- _Provided text_:
....................

Document options requiring JavaScript are not displayed


Hey there! developerWorks is using Twitter

Follow us


Rate this page

Help us improve this content


Level: Intermediate

George Lebl (jirka@5z.com), developerWorks columnist

01 Jun 2000

In his second installment on GLib, George Lebl gets into a little more detail. He gives us the rundown on hash tables, and walks us through creating a table, inserting and looking up data, and using the iterator through entries. He also provides code and setup examples of how to use tokens and the GScanner.

Given the popularity of my previous GLib article, I've decided to write a new episode in the saga of GLib. Last time we looked at some very basic GLib concepts and went through some basic containers. This time we'll look at the slightly more exotic features. We will examine hash tables and the lexical scanner.

Hash tables

For those that don't know how hash tables work, here's a quick rundown. A hash table is for associating data with a key. You want to be able to find the data again quickly when given the key. It's a very time-consuming task to look through every possible option, so hash tables figure out a number from the key called the hash or the hash number. The hash table is just an array from 0 to the maximum hash number possible. Each entry in the array has a list of entries which have this hash number. So when the hash table wants to look something up, it takes the key, figures out its hash number, and then looks for the entry in the given location in the array. The reason this is so quick is that most of the time the array is larger then the number of elements. And each location in the array is not likely to have more than a few entries. Thus the time spent searching for an element is not dependent on the number of entries you put into the hash table.

When most people think of hash tables, they think of associating a piece of data with a string key and then retrieving the data quickly using that string key. GLib takes this concept further. There is no reason for keys to be only strings. The keys in GHashTable, the GLib type for a hash table, are simple void pointers. The keys can be any sort of data. Each hash table then needs to be able to give a hash number to a key. It also needs to be able to compare two keys to see if they are equal. This means that each hash table stores pointers for two functions: one that gives back an unsigned integer with the hash of the key, and one that compares two keys for equality and returns a boolean value.

You do not have to provide the table size to GHashTable. It is resized to an optimum value when necessary. This means that the hash table is always only as big as it really needs to be.



Back to top


Creating and destroying

OK then, let's start with the code. First you need to create a hash table and specify the two functions described above. GLib defines three types of standard functions. The first type is a double set for strings. This is g_str_hash for the hashing function and g_str_equal for comparing strings. The second type is g_int_hash and g_int_equal for hashes of integers. In this case you will need to use the GINT_TO_POINTER and GPOINER_TO_INT macros described in the previous article, when inserting or looking up things in the hash table. The third type, g_direct_hash and g_direct_equal, is for using actual pointers as keys. In this case the hash number is just the pointer value itself, hence the name of the functions. The function for creating a new hash table is g_hash_table_new. This takes the two functions as its arguments and returns a new and empty hash table. After you are done with the hash table, you call g_hash_table_destroy. This will free and destroy just the hash table itself, without the data you stored in it; you are responsible for that yourself.

....................

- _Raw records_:
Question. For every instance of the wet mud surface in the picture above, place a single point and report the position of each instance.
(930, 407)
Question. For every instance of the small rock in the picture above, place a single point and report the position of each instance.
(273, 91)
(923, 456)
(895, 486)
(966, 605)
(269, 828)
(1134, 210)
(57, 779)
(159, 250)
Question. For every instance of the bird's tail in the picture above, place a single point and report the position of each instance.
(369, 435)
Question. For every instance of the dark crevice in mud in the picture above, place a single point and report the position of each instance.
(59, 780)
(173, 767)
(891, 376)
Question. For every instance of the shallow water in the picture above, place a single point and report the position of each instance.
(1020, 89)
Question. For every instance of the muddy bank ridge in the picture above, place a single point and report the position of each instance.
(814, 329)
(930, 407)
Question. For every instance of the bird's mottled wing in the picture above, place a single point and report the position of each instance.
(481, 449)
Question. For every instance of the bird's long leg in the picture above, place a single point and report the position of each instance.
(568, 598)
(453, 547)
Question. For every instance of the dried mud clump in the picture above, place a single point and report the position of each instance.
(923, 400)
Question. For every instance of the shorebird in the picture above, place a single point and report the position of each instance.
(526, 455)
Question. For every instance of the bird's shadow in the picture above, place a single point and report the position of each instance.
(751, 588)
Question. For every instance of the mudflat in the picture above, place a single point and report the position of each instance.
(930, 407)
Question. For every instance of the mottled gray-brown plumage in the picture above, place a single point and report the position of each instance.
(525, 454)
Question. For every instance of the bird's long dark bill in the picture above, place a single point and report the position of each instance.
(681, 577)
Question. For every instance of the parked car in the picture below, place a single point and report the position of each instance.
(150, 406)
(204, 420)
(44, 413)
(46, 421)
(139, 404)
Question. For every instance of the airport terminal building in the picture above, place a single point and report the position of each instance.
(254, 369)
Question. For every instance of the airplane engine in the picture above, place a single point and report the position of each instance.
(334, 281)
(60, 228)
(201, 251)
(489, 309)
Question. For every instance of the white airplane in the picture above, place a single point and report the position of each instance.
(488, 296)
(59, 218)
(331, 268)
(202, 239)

....................

According to the GLib hash table article, which function creates a new, empty hash table?

The function g_hash_table_new creates a new, empty hash table.